Directions for this task
Copy out every line of the items below word for word, leaving out the pictures.

[Items in a dataset]

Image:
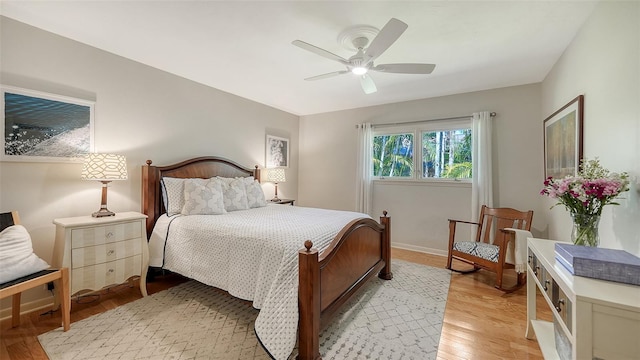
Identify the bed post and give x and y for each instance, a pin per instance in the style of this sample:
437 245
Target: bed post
386 273
149 193
309 303
256 173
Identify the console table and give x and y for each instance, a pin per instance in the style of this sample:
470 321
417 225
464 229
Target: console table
592 319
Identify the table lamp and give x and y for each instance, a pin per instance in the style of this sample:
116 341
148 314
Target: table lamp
276 176
104 168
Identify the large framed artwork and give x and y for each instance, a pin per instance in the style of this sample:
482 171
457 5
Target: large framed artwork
38 126
563 140
277 152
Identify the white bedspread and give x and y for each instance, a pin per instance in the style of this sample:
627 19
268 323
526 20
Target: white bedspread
252 254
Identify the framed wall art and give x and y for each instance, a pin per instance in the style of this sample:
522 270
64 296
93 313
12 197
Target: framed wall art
38 126
277 152
563 140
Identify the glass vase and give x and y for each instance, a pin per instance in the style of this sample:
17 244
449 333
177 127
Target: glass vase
585 230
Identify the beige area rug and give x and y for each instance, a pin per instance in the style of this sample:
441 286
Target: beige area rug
396 319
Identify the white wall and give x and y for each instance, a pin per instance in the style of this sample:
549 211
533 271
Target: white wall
419 212
140 112
603 63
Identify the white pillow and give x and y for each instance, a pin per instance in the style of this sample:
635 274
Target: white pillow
202 199
234 194
16 254
255 195
173 193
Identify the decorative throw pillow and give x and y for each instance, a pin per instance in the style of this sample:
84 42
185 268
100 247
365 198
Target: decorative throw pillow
234 194
202 199
255 195
173 193
16 254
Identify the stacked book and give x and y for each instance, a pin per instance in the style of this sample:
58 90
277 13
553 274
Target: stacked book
599 263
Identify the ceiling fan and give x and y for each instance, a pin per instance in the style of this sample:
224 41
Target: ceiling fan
362 62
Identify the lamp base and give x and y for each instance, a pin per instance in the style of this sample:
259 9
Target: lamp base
103 212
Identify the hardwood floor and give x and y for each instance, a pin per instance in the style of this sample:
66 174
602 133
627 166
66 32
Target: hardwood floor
480 321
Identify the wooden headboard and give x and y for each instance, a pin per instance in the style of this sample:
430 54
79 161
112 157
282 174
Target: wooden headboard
201 167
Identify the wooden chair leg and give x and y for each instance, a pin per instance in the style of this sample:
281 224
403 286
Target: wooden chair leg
522 279
499 278
15 310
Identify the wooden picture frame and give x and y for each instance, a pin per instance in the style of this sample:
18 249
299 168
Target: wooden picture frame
277 152
563 140
43 127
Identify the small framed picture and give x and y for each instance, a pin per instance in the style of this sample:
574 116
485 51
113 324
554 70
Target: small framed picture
44 127
563 140
277 152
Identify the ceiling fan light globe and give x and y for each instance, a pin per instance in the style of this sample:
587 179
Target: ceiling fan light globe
359 70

Expected answer
Image:
Identify the bed post and give x and y for each instance, a pin per instance in the style of this sample:
437 245
Target: bed post
386 273
149 193
309 303
256 173
Identify the console table and give x and y for each instance, a pin per instance in the style of this sample:
470 321
417 225
464 229
Target: console table
592 319
Identify the table lamp and give x and y for each instance, a pin per instance in the style of this sample:
116 341
148 314
Target: table lamp
276 176
104 168
Identify the large framed artwork and give x and y for each instance, a pin per instance in the style of this sample:
482 171
457 5
Target: large framed artwork
38 126
563 140
277 152
Identify the white bedspread and give x and y for each instance, a pin per instance in the style of this sample:
627 19
268 323
526 20
Target: white bedspread
252 254
Identify the framed wall art and give x and y for each instance, a pin per instance in the style of this sample:
522 270
64 296
93 313
12 197
Target: framed wall art
38 126
277 152
563 140
Identify the glass vase and give x and y for each instance, a pin per instance in the style of this sample:
17 244
449 333
177 127
Target: glass vase
585 230
Identify the beige area rug and give x and y for each instance, a pin per instance in the style of this sample:
441 286
Target: beige area rug
396 319
Identify the white wall and give x and y for each instance, a pin per instance in the style of this sample:
549 211
533 271
Target: white wall
419 212
140 112
603 63
Identify the white pillow and give x and y for each instance, a pin per instance in the style of this sample:
635 274
Target: white pillow
202 199
234 194
16 254
255 195
173 193
Identify the decorative throw pillow and give x and y for each instance, a pin per instance in the style of this sample:
84 42
185 268
100 247
365 198
Target: decorative throw pillow
234 194
202 199
255 195
173 193
16 254
Identify the stacked book and give x and y for each instance, a pin per instance in the style of this sample:
58 90
277 13
553 274
Target: stacked book
599 263
Identify the ceiling fan and give x and y for each instance, a pin per instance in the style of this sample:
224 41
Target: ceiling fan
362 62
Identify the lamp base and give x and y for each instance, a pin per instance in the style of this sample:
259 9
Target: lamp base
103 212
Identify the hardwood floor and give x and y for each instance, a pin per instance in the style of this sample:
66 174
602 133
627 166
66 32
Target: hardwood floor
480 321
Identify the wooden headboard and give x and y for each instance, a pin per instance in the style of this sample:
430 54
79 161
112 157
282 174
Target: wooden headboard
201 167
Identify the wooden chair leg and give x and y for each instance, a pin per instance in the style of this sample:
281 224
403 286
Target: wooden chair leg
522 279
499 278
15 310
Identify the wooden picture frame and give x and y for each instance, a pin per instance in the style of this sample:
18 249
299 168
Target: wooden picture frame
277 152
563 140
43 127
Identify the small framed picture and give x and y for each instance, a pin per instance in the style of this sample:
574 116
485 51
113 324
554 70
Target: small framed picture
44 127
563 140
277 152
Identify the ceiling fan light globe and give x and y for each instance, a pin per instance in the style of this sample:
587 179
Target: ceiling fan light globe
359 70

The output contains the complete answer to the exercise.